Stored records

--------

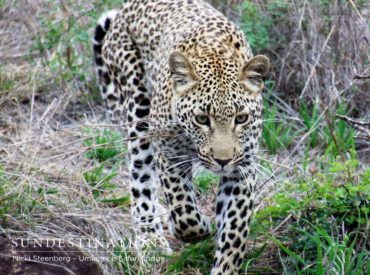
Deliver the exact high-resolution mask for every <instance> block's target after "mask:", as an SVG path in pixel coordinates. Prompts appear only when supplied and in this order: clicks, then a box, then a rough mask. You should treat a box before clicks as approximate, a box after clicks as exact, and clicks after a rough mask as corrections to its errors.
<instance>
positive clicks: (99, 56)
mask: <svg viewBox="0 0 370 275" xmlns="http://www.w3.org/2000/svg"><path fill="white" fill-rule="evenodd" d="M116 15H117V11H116V10H110V11H108V12H106V13H104V14H103V15H102V16H101V17H100V19H99V21H98V24H97V26H96V27H95V32H94V38H93V40H92V43H93V49H94V59H95V68H96V76H97V79H98V82H99V86H100V92H101V95H102V97H103V99H105V98H106V97H107V95H108V94H109V93H110V92H111V91H113V90H114V86H113V83H112V81H111V79H110V77H109V75H108V69H107V66H106V65H105V64H104V61H103V57H102V47H103V43H104V37H105V35H106V34H107V32H108V30H109V28H110V26H111V25H112V22H113V20H114V18H115V17H116Z"/></svg>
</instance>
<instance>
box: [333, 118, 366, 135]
mask: <svg viewBox="0 0 370 275" xmlns="http://www.w3.org/2000/svg"><path fill="white" fill-rule="evenodd" d="M336 117H337V118H339V119H341V120H344V121H345V122H346V123H348V124H349V125H350V126H352V127H353V128H355V129H356V130H358V131H360V132H362V133H364V134H365V135H361V136H357V138H361V139H365V140H368V141H370V129H367V128H365V127H370V122H365V121H359V120H354V119H352V118H350V117H347V116H342V115H336Z"/></svg>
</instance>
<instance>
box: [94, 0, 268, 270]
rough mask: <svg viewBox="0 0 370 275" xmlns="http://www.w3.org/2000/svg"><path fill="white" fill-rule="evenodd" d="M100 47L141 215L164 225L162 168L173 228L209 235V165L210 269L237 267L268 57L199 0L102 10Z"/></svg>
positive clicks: (101, 67)
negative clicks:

--------

Exercise requirements: Reproduce the lines from the beginning of the stored records through the line containing "positive clicks: (99, 56)", changing "rough mask" to "coarse mask" and leaving everything else unchanged. Omit the pictures from your answer.

Answer to the exercise:
Deliver the exact high-resolution mask for every <instance> block's target after "mask:", as an SVG path in pixel coordinates. Prompts appear only when supplied and in this order: clicks, then a box, then a coarse mask. You should treat a box before clicks as approximate, a box after clicks as exact, and clicks after a coarse mask as corrections to its errors.
<instance>
positive clicks: (99, 56)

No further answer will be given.